Record excerpts section start

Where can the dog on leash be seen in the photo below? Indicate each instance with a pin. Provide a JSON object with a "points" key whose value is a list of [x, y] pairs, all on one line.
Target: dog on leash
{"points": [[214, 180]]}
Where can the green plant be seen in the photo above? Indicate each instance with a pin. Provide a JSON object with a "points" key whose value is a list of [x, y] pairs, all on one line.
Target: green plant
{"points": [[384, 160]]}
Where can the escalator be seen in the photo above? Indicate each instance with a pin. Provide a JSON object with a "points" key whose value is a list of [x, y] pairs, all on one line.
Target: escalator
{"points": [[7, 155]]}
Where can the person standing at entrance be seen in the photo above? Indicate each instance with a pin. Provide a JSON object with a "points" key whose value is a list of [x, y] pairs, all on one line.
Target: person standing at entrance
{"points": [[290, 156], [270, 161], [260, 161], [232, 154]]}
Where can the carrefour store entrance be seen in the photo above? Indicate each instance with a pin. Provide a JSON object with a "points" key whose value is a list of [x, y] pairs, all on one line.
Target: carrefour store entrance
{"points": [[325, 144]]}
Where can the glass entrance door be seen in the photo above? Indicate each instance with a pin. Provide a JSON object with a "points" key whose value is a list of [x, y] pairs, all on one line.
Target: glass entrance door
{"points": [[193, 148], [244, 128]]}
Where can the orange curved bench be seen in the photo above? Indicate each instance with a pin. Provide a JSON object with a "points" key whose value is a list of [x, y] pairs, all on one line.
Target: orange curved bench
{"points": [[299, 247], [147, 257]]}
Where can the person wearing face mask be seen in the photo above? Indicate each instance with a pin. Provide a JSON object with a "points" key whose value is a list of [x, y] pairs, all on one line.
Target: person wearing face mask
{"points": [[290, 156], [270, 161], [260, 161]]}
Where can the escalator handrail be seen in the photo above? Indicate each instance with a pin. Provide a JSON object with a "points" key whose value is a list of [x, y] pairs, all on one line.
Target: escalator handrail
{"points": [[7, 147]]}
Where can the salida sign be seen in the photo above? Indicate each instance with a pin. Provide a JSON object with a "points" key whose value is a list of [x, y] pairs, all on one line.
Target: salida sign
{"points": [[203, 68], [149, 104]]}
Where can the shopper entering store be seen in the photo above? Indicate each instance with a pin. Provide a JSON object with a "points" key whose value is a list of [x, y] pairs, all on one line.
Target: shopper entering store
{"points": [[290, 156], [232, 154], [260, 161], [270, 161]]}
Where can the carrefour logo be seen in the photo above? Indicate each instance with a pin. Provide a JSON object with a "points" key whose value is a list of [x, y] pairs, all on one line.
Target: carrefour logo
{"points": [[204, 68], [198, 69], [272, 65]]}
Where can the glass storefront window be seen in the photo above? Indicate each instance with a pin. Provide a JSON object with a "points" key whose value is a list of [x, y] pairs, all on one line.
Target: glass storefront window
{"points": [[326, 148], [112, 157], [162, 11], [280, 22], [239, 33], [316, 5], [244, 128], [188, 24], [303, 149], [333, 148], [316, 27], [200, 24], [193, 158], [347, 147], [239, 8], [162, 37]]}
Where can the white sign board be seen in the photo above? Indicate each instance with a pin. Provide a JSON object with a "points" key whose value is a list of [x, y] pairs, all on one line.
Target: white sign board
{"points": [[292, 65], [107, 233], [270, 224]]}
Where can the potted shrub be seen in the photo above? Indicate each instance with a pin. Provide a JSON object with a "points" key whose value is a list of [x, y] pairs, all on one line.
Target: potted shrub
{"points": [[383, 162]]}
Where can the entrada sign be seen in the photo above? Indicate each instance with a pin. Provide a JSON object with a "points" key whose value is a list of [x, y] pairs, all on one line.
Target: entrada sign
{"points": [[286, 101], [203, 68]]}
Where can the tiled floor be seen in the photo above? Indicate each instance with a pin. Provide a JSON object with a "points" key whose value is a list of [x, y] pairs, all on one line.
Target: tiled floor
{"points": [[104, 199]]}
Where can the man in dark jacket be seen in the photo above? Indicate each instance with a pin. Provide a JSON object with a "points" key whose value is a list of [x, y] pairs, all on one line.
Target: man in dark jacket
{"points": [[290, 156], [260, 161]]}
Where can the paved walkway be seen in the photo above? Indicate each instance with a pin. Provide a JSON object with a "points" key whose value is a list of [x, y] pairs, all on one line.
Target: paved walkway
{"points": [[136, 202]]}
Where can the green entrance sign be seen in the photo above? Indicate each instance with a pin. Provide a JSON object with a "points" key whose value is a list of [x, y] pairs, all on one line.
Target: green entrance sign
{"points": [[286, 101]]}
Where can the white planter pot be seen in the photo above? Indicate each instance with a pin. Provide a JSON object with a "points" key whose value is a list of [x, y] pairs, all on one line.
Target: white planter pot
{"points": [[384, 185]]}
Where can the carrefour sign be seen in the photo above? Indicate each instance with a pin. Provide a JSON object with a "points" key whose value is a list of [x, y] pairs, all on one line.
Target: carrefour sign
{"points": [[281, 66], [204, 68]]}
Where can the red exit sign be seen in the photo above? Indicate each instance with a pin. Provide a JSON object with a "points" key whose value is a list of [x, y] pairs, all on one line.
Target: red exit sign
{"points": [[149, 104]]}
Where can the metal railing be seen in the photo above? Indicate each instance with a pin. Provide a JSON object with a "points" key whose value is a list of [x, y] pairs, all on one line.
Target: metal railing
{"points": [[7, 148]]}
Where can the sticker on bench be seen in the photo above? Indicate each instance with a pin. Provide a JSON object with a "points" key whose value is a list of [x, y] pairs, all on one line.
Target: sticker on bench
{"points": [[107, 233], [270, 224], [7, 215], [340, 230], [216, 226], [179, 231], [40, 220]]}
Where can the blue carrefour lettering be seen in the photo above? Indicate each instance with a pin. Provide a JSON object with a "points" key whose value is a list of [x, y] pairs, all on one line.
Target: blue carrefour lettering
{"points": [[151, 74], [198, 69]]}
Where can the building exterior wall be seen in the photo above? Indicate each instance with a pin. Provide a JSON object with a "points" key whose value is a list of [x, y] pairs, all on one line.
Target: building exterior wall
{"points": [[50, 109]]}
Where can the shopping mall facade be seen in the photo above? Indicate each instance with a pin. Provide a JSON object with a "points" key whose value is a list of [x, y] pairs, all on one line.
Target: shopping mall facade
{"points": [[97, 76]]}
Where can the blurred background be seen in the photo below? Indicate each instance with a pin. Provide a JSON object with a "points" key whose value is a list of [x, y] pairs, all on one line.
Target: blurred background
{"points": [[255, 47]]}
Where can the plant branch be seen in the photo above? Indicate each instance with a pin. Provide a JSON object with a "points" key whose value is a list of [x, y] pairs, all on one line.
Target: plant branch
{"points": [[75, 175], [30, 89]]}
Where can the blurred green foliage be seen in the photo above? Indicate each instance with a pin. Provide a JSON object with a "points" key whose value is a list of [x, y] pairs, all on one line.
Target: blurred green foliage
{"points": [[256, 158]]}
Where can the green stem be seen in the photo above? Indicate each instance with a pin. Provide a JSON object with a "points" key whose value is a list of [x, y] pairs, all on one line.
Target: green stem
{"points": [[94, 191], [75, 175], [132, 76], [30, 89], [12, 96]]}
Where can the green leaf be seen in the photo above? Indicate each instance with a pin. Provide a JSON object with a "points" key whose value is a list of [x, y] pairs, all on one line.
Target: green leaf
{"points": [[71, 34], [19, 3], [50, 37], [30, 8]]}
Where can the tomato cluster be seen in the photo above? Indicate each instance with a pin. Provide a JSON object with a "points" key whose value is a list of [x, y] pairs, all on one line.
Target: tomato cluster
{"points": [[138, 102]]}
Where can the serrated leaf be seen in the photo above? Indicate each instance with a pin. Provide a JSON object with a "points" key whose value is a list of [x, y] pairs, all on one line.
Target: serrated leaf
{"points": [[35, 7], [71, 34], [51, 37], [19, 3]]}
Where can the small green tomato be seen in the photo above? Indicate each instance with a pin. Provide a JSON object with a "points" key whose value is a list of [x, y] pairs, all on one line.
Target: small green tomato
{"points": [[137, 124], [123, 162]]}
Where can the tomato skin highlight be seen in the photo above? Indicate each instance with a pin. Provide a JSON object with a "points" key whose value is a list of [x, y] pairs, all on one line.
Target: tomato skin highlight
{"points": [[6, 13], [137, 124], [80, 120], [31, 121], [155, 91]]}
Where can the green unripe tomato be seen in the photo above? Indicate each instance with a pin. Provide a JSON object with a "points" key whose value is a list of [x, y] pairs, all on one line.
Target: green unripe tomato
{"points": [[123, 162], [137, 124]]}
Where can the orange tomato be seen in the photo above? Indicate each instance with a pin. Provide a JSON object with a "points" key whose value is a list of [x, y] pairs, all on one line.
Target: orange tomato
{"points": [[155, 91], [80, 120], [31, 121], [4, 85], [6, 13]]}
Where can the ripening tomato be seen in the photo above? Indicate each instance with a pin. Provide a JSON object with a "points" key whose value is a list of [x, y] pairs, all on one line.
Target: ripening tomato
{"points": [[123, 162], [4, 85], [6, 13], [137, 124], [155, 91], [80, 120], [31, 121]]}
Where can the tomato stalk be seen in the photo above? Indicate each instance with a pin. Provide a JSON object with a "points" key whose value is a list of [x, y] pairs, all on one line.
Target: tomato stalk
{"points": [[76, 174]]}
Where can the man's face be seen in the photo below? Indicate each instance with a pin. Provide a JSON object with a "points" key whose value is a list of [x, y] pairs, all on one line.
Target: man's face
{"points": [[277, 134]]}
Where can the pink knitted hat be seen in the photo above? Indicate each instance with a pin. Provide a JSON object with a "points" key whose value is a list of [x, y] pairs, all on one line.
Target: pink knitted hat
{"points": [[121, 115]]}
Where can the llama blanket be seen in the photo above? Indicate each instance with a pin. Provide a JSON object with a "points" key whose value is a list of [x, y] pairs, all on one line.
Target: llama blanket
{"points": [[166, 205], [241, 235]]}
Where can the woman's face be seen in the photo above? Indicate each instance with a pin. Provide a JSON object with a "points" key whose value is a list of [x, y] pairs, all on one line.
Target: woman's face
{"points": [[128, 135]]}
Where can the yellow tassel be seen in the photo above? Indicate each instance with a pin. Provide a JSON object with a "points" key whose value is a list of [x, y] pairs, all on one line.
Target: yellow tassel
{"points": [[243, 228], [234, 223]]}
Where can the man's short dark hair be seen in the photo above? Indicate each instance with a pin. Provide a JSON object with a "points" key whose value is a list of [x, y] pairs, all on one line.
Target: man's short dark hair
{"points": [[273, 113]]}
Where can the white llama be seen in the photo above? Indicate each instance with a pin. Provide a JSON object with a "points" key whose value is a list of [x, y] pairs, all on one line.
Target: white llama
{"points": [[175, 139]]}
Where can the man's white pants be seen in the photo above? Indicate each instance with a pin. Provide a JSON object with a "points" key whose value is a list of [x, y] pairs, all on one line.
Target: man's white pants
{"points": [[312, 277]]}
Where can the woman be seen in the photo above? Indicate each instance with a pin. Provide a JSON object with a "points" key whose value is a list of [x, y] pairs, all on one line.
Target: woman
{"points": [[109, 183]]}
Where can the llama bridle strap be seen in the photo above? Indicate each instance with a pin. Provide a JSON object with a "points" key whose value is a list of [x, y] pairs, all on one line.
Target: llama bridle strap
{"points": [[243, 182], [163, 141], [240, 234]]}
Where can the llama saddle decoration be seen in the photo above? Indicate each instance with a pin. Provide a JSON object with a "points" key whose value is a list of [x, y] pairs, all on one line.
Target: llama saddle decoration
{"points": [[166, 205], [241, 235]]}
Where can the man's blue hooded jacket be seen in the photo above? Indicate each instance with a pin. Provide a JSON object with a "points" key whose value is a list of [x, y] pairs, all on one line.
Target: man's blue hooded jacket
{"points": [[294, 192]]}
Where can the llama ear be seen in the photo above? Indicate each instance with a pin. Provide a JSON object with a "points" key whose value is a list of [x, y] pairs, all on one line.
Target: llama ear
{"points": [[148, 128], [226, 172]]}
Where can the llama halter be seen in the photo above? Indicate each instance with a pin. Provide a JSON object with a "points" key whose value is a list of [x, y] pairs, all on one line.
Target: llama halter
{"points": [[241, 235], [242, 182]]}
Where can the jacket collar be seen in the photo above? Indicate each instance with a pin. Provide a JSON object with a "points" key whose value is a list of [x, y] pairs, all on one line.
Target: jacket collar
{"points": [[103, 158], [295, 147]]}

Record excerpts section end

Description of the task
Begin with the line above that has "Target: tomato stalk" and continue through the line that has "Where can the woman's", setting each one down exactly. Stop there.

Result of the exercise
Target: tomato stalk
{"points": [[76, 174]]}
Where can the man's face be seen in the photo below? Indicate each instance with a pin. Provide a JSON object with a "points" key whose value is a list of [x, y] pairs, all on one line.
Target: man's face
{"points": [[277, 134]]}
Where can the pink knitted hat be seen in the photo above? Indicate each instance with a pin. Provide a JSON object with a "points" key whose value is a list of [x, y] pairs, all on one line.
Target: pink knitted hat
{"points": [[121, 115]]}
Where can the llama blanket be seen in the photo above? Indicate each instance with a pin. Provide a JSON object with a "points" key whose value is a list of [x, y] pairs, all on one line.
Target: llama blanket
{"points": [[166, 205], [241, 235]]}
Where can the woman's face be seen in the photo above? Indicate each instance with a pin. Provide a JSON object with a "points" key whose value is a list of [x, y] pairs, all on one line.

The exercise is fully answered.